Given task ::
Please copy the data below word for word, keeping every line in its original order.

Material for this exercise ::
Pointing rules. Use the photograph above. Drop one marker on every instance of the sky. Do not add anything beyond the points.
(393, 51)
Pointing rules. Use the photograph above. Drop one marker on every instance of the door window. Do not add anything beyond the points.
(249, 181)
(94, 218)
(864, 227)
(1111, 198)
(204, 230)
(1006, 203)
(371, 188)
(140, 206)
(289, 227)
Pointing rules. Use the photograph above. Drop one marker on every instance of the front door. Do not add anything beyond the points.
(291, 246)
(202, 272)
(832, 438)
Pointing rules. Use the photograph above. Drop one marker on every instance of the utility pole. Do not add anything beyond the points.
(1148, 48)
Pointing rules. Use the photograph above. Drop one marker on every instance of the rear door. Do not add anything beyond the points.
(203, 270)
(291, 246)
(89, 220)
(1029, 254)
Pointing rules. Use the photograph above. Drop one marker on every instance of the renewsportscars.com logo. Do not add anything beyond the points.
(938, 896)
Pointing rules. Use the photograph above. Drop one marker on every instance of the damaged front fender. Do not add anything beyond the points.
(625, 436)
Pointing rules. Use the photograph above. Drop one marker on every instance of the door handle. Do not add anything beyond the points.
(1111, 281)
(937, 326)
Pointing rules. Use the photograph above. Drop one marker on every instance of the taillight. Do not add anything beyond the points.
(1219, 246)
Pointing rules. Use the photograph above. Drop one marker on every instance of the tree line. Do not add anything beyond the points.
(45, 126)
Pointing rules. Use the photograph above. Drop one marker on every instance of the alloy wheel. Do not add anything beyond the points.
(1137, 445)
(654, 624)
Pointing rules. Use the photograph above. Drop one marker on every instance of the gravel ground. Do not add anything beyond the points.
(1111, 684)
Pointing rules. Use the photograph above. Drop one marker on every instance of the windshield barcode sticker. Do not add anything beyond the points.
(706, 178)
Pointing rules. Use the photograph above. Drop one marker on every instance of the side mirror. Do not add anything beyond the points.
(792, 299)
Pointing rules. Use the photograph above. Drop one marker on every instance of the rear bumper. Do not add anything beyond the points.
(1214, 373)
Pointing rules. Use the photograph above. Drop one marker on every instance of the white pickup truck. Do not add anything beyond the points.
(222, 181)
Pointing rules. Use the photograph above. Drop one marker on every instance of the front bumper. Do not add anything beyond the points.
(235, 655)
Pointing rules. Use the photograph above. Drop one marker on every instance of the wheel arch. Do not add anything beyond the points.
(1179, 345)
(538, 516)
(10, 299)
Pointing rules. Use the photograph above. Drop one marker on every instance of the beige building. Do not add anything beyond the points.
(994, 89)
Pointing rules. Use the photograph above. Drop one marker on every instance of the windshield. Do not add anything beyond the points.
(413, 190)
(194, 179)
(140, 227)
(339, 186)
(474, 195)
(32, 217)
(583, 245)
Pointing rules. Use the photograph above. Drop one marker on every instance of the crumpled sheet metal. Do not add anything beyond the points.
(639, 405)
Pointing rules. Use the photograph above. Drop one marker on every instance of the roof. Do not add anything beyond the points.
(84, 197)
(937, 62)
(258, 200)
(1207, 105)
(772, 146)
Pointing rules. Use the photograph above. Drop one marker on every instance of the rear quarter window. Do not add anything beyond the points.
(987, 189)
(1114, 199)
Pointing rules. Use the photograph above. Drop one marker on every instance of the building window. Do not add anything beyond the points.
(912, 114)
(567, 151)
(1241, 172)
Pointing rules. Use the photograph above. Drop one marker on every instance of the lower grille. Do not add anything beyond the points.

Task solution ::
Pointing rules. Use the photograph above. Drop one marker on every instance of the sky. Do not add anything beyond the points.
(393, 51)
Pointing rules. Use the photograph above. Drop one marker on every instance of the door window. Do not add anything beyond the points.
(249, 181)
(94, 218)
(864, 227)
(1111, 198)
(204, 230)
(1006, 203)
(371, 188)
(140, 206)
(289, 227)
Pointing rules. Use the photograph above. Drop one marker on every instance of the front door. Do not add anything beyond the points.
(291, 246)
(202, 272)
(832, 438)
Pointing rules. Use the photograph above. Drop one marker on every instance of the utility pole. Do not add anything beyond the points.
(1148, 48)
Pointing rules. Use the photograph above. Drop one marker on every instance of the rear door. Do not add anything beyond the points.
(203, 270)
(291, 246)
(89, 220)
(1029, 254)
Pointing rules. Use the photograph above. Drop one marker on every instance of the renewsportscars.com logo. Do not add anything beyond the points.
(938, 896)
Pointing rules. Use the photograph above. Drop one marker on every instance of the damaged front fender. Do not add anything beyond the points.
(625, 436)
Pointing rules. Use the photograph above. Drop one marker on every instance of the door handle. Do not add anything beyond the points.
(1111, 281)
(937, 326)
Pointing rules. Use the photograph above. Drop one marker on every instance of the taillight. Do not add anything beyond the points.
(1219, 246)
Pointing rules. Use the photograph above. Drop one marker on every instance of the tree line. Do not add anything beyond the points.
(45, 126)
Pointing rules. Use the photograph above. Drop one marker on every instance of the alloy wheel. Do not add anything beyond the points.
(1137, 445)
(654, 624)
Pointing rules. Use the photograph above. Drop one marker on every instance of the gravel ground. Do not add anything beyond the points.
(1111, 684)
Pointing rules. Use the photograph above. Drop one marker on every instance of the windshield barcode sticker. Do not add anything beyond the points.
(706, 178)
Pointing rules. Use the photograph above. Drop one marker on every instance of the side mirror. Do not add anything beyond the points.
(792, 299)
Pointing rules. Use the photograph above. Drop one marker on every instance of the rear bumper. Do not add anything beyond the points.
(1214, 373)
Pointing rules. Use the photograph above. Drop one marker on every instance of the white pickup truck. Do not add anything beyond the points.
(222, 181)
Pointing rules. Use the photograph above. Drop one marker on every instance of the front bumper. Do not add anything beyond the points.
(235, 655)
Pointing rules. Use the photograph above. Drop one marker on every instance of the wheel arch. Do not add anything beyond the points.
(1179, 345)
(538, 516)
(10, 299)
Pointing rules. Use the photograph above. Drop one marker on every instance of the beige building. Do not add anything beyond the points.
(994, 89)
Pointing rules. Use the photograph above. Drop one marker on every instance of the windshield. Do not add anything beyond the points.
(413, 190)
(194, 179)
(140, 227)
(339, 186)
(474, 195)
(32, 217)
(583, 245)
Pointing rules. Use the photograph above. Drop one marker on every instance of the crumpled sheet metal. Do not add anything beyond the points.
(639, 405)
Pointing rules. Use the photograph above. Drop one marker on every instance of the roof. Do not add anything beyond the points.
(84, 197)
(937, 62)
(258, 200)
(1207, 105)
(772, 146)
Pointing rules. Use the photograph above. Drop one marker on every instance of the rear quarter window. Do not add anything beyond the points.
(987, 189)
(1114, 199)
Pointing rules. Use the photograph above. Drop one marker on every instance of the building window. Do not add anything beyond the points.
(912, 114)
(567, 151)
(1241, 172)
Pointing rules. Use the photograph above. Drop one marker on every instance of the lower grille. Do not add anything beyond the points.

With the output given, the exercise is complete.